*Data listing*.
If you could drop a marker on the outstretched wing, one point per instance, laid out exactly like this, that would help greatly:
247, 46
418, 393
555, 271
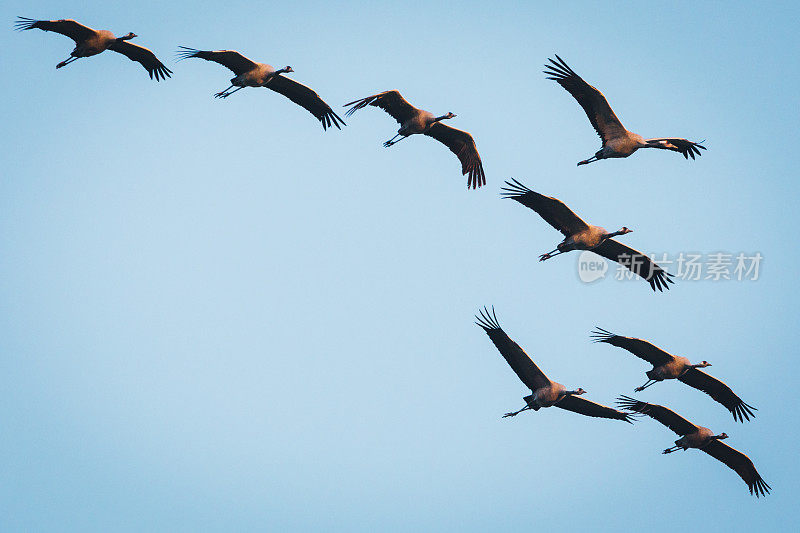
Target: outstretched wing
230, 59
552, 210
577, 404
74, 30
638, 347
517, 359
669, 418
390, 101
741, 464
636, 262
305, 97
144, 56
684, 146
720, 392
600, 114
462, 144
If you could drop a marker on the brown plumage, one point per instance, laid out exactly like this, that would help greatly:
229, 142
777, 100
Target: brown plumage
668, 366
702, 438
617, 141
418, 121
89, 42
582, 236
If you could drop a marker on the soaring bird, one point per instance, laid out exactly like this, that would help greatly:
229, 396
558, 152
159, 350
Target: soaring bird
617, 141
252, 74
414, 121
668, 366
545, 393
582, 236
693, 436
89, 42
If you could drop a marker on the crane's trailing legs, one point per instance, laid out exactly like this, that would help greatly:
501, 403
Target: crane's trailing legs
548, 255
647, 384
225, 93
515, 413
67, 61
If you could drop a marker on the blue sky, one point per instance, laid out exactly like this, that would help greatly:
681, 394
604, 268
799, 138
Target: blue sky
217, 317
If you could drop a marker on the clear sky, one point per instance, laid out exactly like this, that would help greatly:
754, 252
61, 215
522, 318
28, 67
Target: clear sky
214, 316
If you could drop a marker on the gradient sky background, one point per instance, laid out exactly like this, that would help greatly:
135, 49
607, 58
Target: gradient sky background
214, 316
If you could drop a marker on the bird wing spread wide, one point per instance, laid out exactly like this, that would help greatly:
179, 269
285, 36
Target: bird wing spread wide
516, 357
231, 59
577, 404
719, 391
390, 101
552, 210
636, 262
144, 56
68, 27
462, 144
600, 114
307, 98
740, 463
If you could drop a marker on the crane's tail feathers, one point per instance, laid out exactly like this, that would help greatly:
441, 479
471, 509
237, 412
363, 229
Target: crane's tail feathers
743, 412
559, 70
359, 104
759, 485
486, 320
24, 23
514, 189
185, 53
601, 335
632, 404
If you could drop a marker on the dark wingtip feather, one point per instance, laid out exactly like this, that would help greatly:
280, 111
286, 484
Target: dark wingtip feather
486, 320
24, 23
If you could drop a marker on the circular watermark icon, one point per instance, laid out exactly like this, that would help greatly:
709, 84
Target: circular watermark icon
591, 267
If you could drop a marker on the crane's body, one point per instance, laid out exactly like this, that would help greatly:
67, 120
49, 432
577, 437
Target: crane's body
549, 396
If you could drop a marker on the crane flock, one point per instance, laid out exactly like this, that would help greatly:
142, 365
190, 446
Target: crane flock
617, 141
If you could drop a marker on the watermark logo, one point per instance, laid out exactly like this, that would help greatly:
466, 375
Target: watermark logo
591, 267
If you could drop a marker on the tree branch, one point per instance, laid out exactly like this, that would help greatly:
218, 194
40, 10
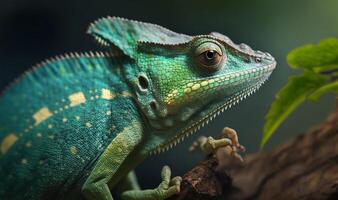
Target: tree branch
304, 168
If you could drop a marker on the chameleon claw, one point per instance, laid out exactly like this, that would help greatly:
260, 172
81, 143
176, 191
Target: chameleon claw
228, 142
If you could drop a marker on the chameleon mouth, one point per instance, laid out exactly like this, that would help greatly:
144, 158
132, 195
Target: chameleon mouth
217, 110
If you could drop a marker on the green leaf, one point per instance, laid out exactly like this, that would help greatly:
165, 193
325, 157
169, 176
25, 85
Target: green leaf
331, 87
288, 99
321, 57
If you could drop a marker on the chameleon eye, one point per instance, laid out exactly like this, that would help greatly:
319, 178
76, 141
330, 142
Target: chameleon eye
209, 55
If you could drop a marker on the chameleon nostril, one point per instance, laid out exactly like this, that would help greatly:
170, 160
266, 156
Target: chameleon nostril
153, 105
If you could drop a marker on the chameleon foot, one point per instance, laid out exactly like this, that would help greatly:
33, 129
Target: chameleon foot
228, 142
166, 189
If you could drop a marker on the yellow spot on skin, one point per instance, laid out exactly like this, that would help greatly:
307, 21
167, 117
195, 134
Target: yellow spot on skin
88, 124
24, 161
196, 86
107, 94
8, 142
76, 99
28, 144
42, 115
73, 150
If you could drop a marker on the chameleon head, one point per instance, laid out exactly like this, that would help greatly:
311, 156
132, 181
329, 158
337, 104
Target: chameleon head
181, 82
194, 81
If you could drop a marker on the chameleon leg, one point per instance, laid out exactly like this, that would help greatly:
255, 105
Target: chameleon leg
166, 189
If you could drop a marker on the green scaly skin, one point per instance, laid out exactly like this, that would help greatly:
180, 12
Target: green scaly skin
77, 125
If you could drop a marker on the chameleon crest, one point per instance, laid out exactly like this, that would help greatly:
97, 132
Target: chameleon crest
76, 126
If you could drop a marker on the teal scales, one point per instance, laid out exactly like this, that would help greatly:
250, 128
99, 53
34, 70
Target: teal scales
68, 129
76, 126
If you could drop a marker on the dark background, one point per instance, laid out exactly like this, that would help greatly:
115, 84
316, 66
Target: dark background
32, 30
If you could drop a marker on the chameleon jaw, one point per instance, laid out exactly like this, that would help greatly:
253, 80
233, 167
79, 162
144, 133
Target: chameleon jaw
193, 128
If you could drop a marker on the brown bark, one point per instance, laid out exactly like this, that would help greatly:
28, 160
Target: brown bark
304, 168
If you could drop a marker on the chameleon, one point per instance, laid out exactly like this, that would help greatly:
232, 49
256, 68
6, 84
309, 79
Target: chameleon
75, 126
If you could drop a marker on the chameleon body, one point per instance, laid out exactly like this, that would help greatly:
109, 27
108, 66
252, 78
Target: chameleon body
75, 126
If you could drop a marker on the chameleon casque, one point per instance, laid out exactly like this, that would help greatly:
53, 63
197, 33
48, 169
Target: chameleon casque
77, 125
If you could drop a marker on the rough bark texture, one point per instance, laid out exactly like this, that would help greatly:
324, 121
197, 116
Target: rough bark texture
303, 168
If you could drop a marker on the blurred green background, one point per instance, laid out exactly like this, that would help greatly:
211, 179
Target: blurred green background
33, 30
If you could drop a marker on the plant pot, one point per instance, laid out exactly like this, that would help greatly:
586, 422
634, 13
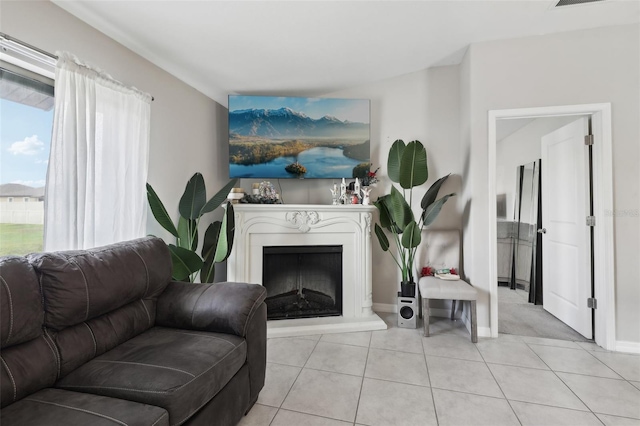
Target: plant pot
408, 289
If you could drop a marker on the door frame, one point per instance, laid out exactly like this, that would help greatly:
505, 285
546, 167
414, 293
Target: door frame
604, 268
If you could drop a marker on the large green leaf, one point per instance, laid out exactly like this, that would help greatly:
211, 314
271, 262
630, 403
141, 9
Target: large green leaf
208, 250
411, 237
385, 219
193, 198
219, 198
399, 211
430, 214
185, 262
160, 212
432, 193
413, 165
187, 233
382, 238
231, 228
222, 246
393, 162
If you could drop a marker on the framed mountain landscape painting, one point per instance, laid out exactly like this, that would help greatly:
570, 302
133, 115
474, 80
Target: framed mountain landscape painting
291, 137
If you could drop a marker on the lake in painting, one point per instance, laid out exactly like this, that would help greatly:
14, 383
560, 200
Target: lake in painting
321, 162
328, 137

*What the exercise asks*. Rewrite every line of the entries from the one containing "If you could drop a marker on the blurred" through the end of the entries, including the requests. Multiply each answer point coordinate by 0.65 and round to whole numbers with halves up, leave the numbers in the requests unchanged, and omit the pictures.

*Written solution*.
If you could drop a marker on the blurred green background, one point per instance, laid out exactly like this, that would help greatly:
211, 179
Target: blurred green background
21, 20
If you could drop a marker on the plant pot, one point per instance, laid out exactly like this, that would help greatly:
586, 422
634, 13
Target: plant pot
265, 188
If you could drop a marker on the door frame, one point per instance, laid out exactly like this, that would help greatly:
505, 285
546, 167
414, 293
Target: door frame
393, 174
If you could drop a marker on the large green leaf, one point per instance, laid out exactly like this, that would help greatly:
211, 314
271, 262
630, 403
141, 9
Target: large green leaf
135, 163
267, 154
250, 142
125, 129
142, 129
259, 137
280, 139
120, 170
104, 138
281, 125
268, 107
122, 151
248, 155
150, 148
144, 160
255, 105
If you could drop a marker on the framed mountain landscape painting, one point per instance, laid out exactly like this, that would help greatly:
570, 302
133, 115
474, 80
Target: framed mountain landscape painting
189, 89
If you could drop a marker on the lake in painting, one point per instance, laid out exactly like this, that would help greatly:
14, 383
560, 200
Target: lake in painting
209, 105
213, 89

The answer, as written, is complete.